:: Objective ::
Put the stretch of the records below, from their start through the line containing "70), (75, 70)]", into a JSON list of strings with one string per line, skipping blank lines. Leave the pictures out of the answer.

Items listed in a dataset
* Start *

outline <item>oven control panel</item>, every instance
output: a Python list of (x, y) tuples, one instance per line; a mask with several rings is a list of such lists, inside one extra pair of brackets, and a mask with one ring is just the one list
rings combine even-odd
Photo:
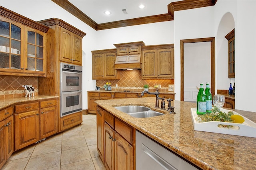
[(76, 69), (76, 67), (75, 66), (70, 66), (69, 65), (63, 65), (63, 67), (65, 68), (68, 68), (68, 69), (72, 69), (73, 70), (75, 70)]

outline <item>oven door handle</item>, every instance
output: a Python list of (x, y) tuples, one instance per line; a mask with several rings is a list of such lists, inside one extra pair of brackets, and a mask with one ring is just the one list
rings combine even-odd
[(78, 91), (74, 91), (73, 92), (62, 92), (62, 93), (63, 94), (74, 94), (76, 93), (80, 93), (82, 92), (82, 90), (78, 90)]
[(73, 72), (73, 71), (62, 71), (62, 72), (66, 72), (67, 73), (71, 73), (71, 74), (76, 73), (79, 74), (82, 74), (82, 72)]

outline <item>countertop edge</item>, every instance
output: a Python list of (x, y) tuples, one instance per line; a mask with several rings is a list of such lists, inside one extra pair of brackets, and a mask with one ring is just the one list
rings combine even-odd
[(16, 98), (0, 100), (0, 110), (10, 106), (16, 104), (23, 103), (26, 102), (33, 102), (45, 99), (50, 99), (58, 98), (59, 96), (36, 96), (30, 98)]

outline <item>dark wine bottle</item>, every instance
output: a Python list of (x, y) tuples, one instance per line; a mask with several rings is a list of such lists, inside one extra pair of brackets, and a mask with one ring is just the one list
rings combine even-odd
[(205, 88), (205, 95), (206, 100), (206, 112), (212, 113), (212, 96), (210, 89), (210, 84), (206, 82), (206, 88)]
[(231, 83), (230, 83), (230, 86), (228, 88), (228, 94), (233, 94), (233, 88), (232, 88)]

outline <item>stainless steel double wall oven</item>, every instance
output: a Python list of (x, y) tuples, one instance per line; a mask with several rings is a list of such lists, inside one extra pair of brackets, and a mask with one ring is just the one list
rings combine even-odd
[(82, 67), (60, 63), (60, 116), (82, 110)]

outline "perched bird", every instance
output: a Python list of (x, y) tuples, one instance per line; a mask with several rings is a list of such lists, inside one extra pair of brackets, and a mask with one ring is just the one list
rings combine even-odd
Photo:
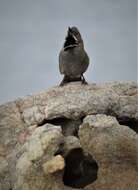
[(59, 70), (64, 75), (60, 86), (73, 81), (87, 84), (83, 73), (89, 65), (81, 34), (77, 27), (69, 27), (62, 50), (59, 54)]

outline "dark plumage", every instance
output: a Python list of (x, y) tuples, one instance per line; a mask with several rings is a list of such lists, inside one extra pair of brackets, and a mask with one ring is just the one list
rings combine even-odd
[(67, 36), (59, 54), (59, 70), (64, 75), (61, 86), (72, 81), (87, 84), (83, 73), (89, 65), (89, 57), (84, 50), (81, 34), (76, 27), (68, 28)]

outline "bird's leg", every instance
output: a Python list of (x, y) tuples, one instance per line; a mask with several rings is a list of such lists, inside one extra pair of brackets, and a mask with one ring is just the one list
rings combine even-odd
[(82, 84), (88, 84), (83, 76), (83, 74), (81, 75), (81, 81), (82, 81)]
[(64, 76), (59, 86), (64, 86), (66, 83), (70, 82), (67, 76)]

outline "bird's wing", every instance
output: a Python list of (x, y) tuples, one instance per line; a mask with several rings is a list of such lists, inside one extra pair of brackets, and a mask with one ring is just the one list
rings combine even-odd
[(61, 50), (60, 53), (59, 53), (59, 71), (60, 71), (61, 74), (64, 74), (62, 53), (63, 53), (63, 50)]
[(88, 66), (89, 66), (89, 57), (88, 54), (85, 52), (85, 56), (82, 59), (82, 65), (83, 65), (83, 73), (87, 70)]

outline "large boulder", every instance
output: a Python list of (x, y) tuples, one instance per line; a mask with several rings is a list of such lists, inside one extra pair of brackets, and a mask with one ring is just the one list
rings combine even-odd
[(0, 190), (137, 190), (135, 82), (54, 87), (0, 106)]

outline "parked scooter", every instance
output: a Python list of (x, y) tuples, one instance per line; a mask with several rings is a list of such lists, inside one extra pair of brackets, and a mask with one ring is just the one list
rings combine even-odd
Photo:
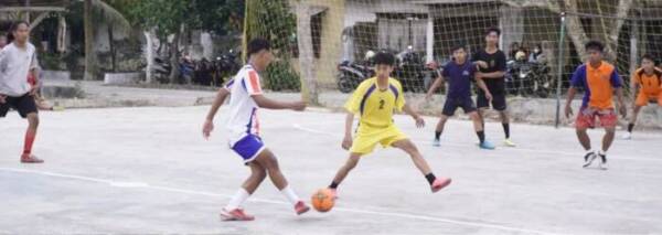
[(367, 51), (363, 62), (343, 61), (338, 65), (338, 89), (341, 93), (351, 93), (361, 82), (375, 75), (372, 64), (374, 54)]
[(172, 71), (172, 66), (168, 58), (154, 57), (154, 78), (159, 83), (169, 83), (170, 82), (170, 71)]
[(554, 89), (545, 64), (517, 60), (509, 62), (508, 67), (505, 81), (511, 95), (546, 98)]
[(237, 62), (238, 56), (238, 51), (229, 50), (216, 57), (216, 61), (214, 61), (214, 84), (222, 85), (226, 81), (225, 78), (239, 72), (242, 65)]
[(430, 71), (426, 68), (423, 54), (415, 52), (413, 46), (408, 46), (406, 51), (398, 54), (398, 61), (394, 75), (403, 84), (405, 92), (425, 93), (426, 73)]

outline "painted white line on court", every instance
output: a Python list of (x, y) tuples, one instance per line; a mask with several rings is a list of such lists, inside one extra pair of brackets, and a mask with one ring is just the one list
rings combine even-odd
[[(342, 135), (335, 135), (335, 133), (331, 133), (328, 131), (323, 131), (323, 130), (318, 130), (318, 129), (312, 129), (312, 128), (308, 128), (308, 127), (303, 127), (301, 125), (298, 124), (292, 124), (292, 127), (295, 129), (299, 129), (299, 130), (303, 130), (303, 131), (308, 131), (308, 132), (312, 132), (312, 133), (320, 133), (320, 135), (325, 135), (325, 136), (331, 136), (331, 137), (338, 137), (339, 139), (342, 138)], [(416, 139), (416, 138), (412, 138), (412, 140), (414, 141), (429, 141), (429, 140), (424, 140), (424, 139)], [(472, 147), (472, 148), (478, 148), (474, 145), (466, 145), (466, 143), (458, 143), (458, 142), (444, 142), (444, 146), (452, 146), (452, 147), (461, 147), (461, 148), (466, 148), (466, 147)], [(544, 153), (544, 154), (553, 154), (553, 156), (572, 156), (572, 157), (577, 157), (577, 156), (581, 156), (581, 152), (579, 152), (579, 154), (577, 152), (567, 152), (567, 151), (548, 151), (548, 150), (540, 150), (540, 149), (526, 149), (526, 148), (520, 148), (520, 147), (502, 147), (499, 148), (499, 150), (505, 150), (505, 151), (519, 151), (519, 152), (533, 152), (533, 153)], [(628, 158), (628, 157), (609, 157), (610, 159), (619, 159), (619, 160), (637, 160), (637, 161), (656, 161), (656, 162), (662, 162), (662, 159), (660, 158)]]
[[(119, 182), (119, 181), (75, 175), (75, 174), (63, 174), (63, 173), (35, 171), (35, 170), (28, 170), (28, 169), (17, 169), (17, 168), (0, 168), (0, 170), (8, 171), (8, 172), (32, 173), (32, 174), (41, 174), (41, 175), (54, 177), (54, 178), (63, 178), (63, 179), (81, 180), (81, 181), (95, 182), (95, 183), (104, 183), (104, 184), (107, 184), (110, 186), (118, 186), (118, 188), (143, 188), (143, 189), (151, 189), (151, 190), (158, 190), (158, 191), (164, 191), (164, 192), (184, 193), (184, 194), (193, 194), (193, 195), (218, 196), (218, 197), (226, 197), (226, 199), (232, 197), (232, 195), (228, 195), (228, 194), (212, 193), (212, 192), (196, 191), (196, 190), (177, 189), (177, 188), (170, 188), (170, 186), (158, 186), (158, 185), (150, 185), (150, 184), (143, 183), (143, 182)], [(287, 203), (287, 202), (276, 201), (276, 200), (252, 197), (252, 199), (249, 199), (249, 201), (260, 202), (260, 203), (269, 203), (269, 204), (289, 205), (289, 203)], [(509, 231), (509, 232), (525, 233), (525, 234), (545, 234), (545, 235), (557, 234), (557, 233), (527, 229), (527, 228), (521, 228), (521, 227), (511, 227), (511, 226), (498, 225), (498, 224), (491, 224), (491, 223), (458, 221), (458, 220), (417, 215), (417, 214), (408, 214), (408, 213), (380, 212), (380, 211), (367, 211), (367, 210), (348, 209), (348, 207), (334, 207), (333, 210), (341, 211), (341, 212), (349, 212), (349, 213), (357, 213), (357, 214), (370, 214), (370, 215), (389, 216), (389, 217), (399, 217), (399, 218), (409, 218), (409, 220), (419, 220), (419, 221), (441, 222), (441, 223), (456, 224), (456, 225), (461, 225), (461, 226), (483, 227), (483, 228)]]

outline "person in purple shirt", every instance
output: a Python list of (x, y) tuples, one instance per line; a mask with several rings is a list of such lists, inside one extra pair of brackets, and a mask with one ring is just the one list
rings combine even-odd
[(448, 82), (448, 92), (446, 94), (446, 103), (444, 104), (444, 110), (441, 111), (441, 118), (437, 124), (435, 131), (434, 146), (440, 146), (440, 137), (444, 131), (444, 126), (449, 117), (455, 115), (458, 108), (462, 108), (465, 114), (469, 115), (473, 121), (473, 129), (480, 140), (480, 148), (482, 149), (494, 149), (494, 145), (485, 140), (485, 133), (483, 131), (483, 125), (476, 109), (473, 99), (471, 99), (471, 81), (476, 81), (478, 87), (484, 92), (488, 99), (492, 99), (492, 94), (488, 90), (485, 83), (481, 77), (477, 76), (477, 65), (467, 60), (467, 49), (463, 45), (458, 45), (452, 49), (452, 61), (444, 66), (441, 76), (435, 79), (435, 83), (430, 86), (426, 100), (430, 100), (433, 94), (441, 84)]

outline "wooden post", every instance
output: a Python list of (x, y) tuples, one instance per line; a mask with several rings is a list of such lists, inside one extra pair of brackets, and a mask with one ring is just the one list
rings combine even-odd
[(319, 104), (318, 84), (314, 78), (312, 33), (310, 29), (310, 4), (297, 4), (297, 35), (299, 45), (299, 68), (301, 71), (301, 98), (308, 104)]
[(634, 83), (632, 83), (632, 74), (634, 74), (634, 71), (637, 71), (637, 65), (638, 65), (638, 61), (639, 61), (639, 21), (638, 20), (632, 20), (632, 24), (630, 25), (631, 32), (630, 32), (630, 73), (629, 73), (629, 77), (630, 77), (630, 90), (629, 90), (629, 96), (632, 100), (634, 100), (634, 97), (637, 96), (637, 94), (634, 94)]

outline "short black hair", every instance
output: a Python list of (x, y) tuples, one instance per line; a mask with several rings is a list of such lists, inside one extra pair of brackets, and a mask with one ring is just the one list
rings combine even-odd
[(467, 46), (463, 43), (460, 43), (460, 44), (456, 44), (452, 47), (450, 47), (450, 53), (455, 53), (456, 51), (458, 51), (460, 49), (467, 51)]
[(591, 40), (591, 41), (588, 41), (584, 45), (584, 49), (586, 51), (588, 51), (588, 50), (596, 50), (598, 52), (602, 52), (602, 51), (605, 51), (605, 44), (602, 44), (600, 41)]
[(250, 40), (250, 42), (248, 42), (248, 56), (260, 52), (261, 50), (271, 50), (271, 43), (269, 43), (269, 41), (265, 40), (265, 39), (253, 39)]
[(373, 57), (373, 62), (375, 65), (388, 65), (393, 66), (395, 64), (395, 56), (386, 51), (380, 51)]
[(490, 35), (490, 33), (496, 33), (496, 35), (500, 36), (501, 30), (499, 28), (492, 26), (485, 31), (485, 35)]
[(7, 33), (7, 43), (12, 43), (14, 41), (13, 33), (19, 30), (19, 25), (21, 24), (25, 24), (25, 26), (30, 28), (30, 23), (28, 23), (28, 21), (20, 20), (13, 22), (11, 26), (9, 26), (9, 32)]
[(643, 54), (641, 56), (641, 61), (643, 62), (643, 60), (652, 61), (654, 65), (658, 65), (658, 61), (655, 61), (655, 57), (653, 57), (651, 54)]

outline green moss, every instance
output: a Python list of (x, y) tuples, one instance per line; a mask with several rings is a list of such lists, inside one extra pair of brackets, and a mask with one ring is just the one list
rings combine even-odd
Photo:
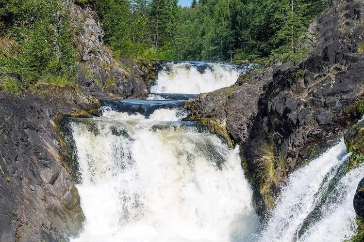
[(278, 185), (280, 180), (275, 166), (274, 145), (272, 143), (264, 142), (259, 149), (264, 155), (255, 161), (258, 166), (256, 180), (263, 202), (267, 209), (270, 210), (275, 201), (272, 189)]
[(345, 169), (348, 172), (364, 163), (364, 121), (353, 126), (344, 137), (347, 152), (352, 152)]
[(364, 115), (364, 99), (360, 99), (345, 110), (347, 120), (358, 120)]
[(360, 154), (353, 154), (349, 158), (347, 166), (345, 168), (345, 172), (347, 173), (359, 167), (364, 163), (364, 155)]
[(228, 87), (225, 88), (225, 93), (226, 95), (229, 96), (230, 95), (232, 92), (236, 89), (236, 86), (235, 85)]
[(5, 77), (2, 82), (0, 81), (0, 90), (17, 95), (20, 92), (20, 84), (14, 78)]
[(232, 140), (230, 138), (226, 128), (221, 124), (221, 121), (218, 119), (192, 116), (189, 119), (199, 121), (201, 123), (207, 127), (210, 133), (218, 135), (224, 139), (229, 147), (231, 148), (233, 147)]
[(97, 114), (98, 109), (90, 109), (88, 110), (76, 109), (70, 113), (64, 114), (65, 117), (71, 117), (72, 118), (92, 118), (93, 116)]
[(104, 87), (106, 89), (117, 85), (117, 80), (114, 77), (109, 76), (105, 81)]

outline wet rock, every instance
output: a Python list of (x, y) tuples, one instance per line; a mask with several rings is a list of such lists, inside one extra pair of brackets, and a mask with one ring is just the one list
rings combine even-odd
[(265, 148), (273, 146), (277, 179), (268, 184), (255, 181), (263, 200), (276, 196), (286, 174), (316, 153), (313, 149), (329, 145), (364, 114), (364, 55), (358, 52), (364, 16), (363, 1), (334, 0), (309, 28), (307, 59), (271, 63), (186, 103), (193, 115), (226, 121), (252, 177), (264, 177)]

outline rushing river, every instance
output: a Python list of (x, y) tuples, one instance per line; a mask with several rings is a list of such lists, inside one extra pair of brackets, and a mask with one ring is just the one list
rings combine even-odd
[(103, 100), (99, 117), (70, 120), (86, 218), (71, 241), (339, 242), (355, 234), (352, 197), (364, 168), (345, 174), (343, 141), (290, 176), (261, 225), (239, 147), (184, 121), (187, 99), (230, 86), (249, 68), (168, 63), (148, 100)]

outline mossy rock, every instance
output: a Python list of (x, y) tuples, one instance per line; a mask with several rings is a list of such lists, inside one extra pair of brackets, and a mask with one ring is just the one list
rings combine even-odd
[(344, 136), (348, 152), (352, 152), (346, 169), (349, 171), (364, 163), (364, 121), (354, 125)]
[(346, 120), (356, 121), (364, 115), (364, 99), (361, 99), (346, 108), (345, 110)]
[(348, 152), (364, 153), (364, 121), (354, 125), (344, 137)]
[(99, 111), (97, 109), (88, 110), (76, 109), (70, 113), (64, 114), (63, 116), (72, 118), (90, 118), (98, 114)]
[(210, 133), (217, 135), (224, 139), (230, 148), (233, 147), (232, 140), (229, 135), (228, 130), (226, 129), (226, 127), (222, 124), (219, 119), (192, 116), (189, 118), (189, 120), (199, 121), (201, 123), (207, 127)]

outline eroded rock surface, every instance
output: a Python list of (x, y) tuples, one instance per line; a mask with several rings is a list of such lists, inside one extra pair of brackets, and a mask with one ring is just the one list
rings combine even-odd
[(116, 60), (104, 45), (104, 33), (94, 10), (87, 5), (68, 3), (80, 59), (79, 80), (83, 88), (100, 97), (145, 96), (157, 71), (154, 62)]
[(194, 116), (226, 124), (244, 147), (243, 164), (260, 178), (256, 182), (266, 207), (288, 173), (363, 115), (364, 4), (334, 0), (309, 28), (306, 60), (244, 75), (234, 86), (186, 105)]
[(0, 91), (0, 241), (67, 241), (84, 219), (53, 121), (99, 101), (70, 87), (39, 89), (41, 99)]

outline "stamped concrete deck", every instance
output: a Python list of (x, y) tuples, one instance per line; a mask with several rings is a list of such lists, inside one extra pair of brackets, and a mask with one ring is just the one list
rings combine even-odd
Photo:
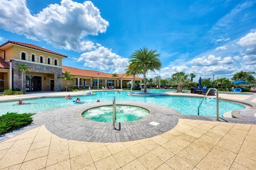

* End *

:: Task answer ::
[
  "outline <item>oven control panel</item>, every instance",
  "output: a Python list of (x, y) tuples, one instance per line; a mask with several rings is a list of such lists, inside one extra pair of brackets, and a mask with one ring is just the one list",
  "rings combine even-odd",
  "Photo:",
  "[(76, 69), (76, 67), (75, 66), (70, 66), (69, 65), (63, 65), (63, 67), (65, 68), (68, 68), (68, 69), (72, 69), (73, 70), (75, 70)]"
]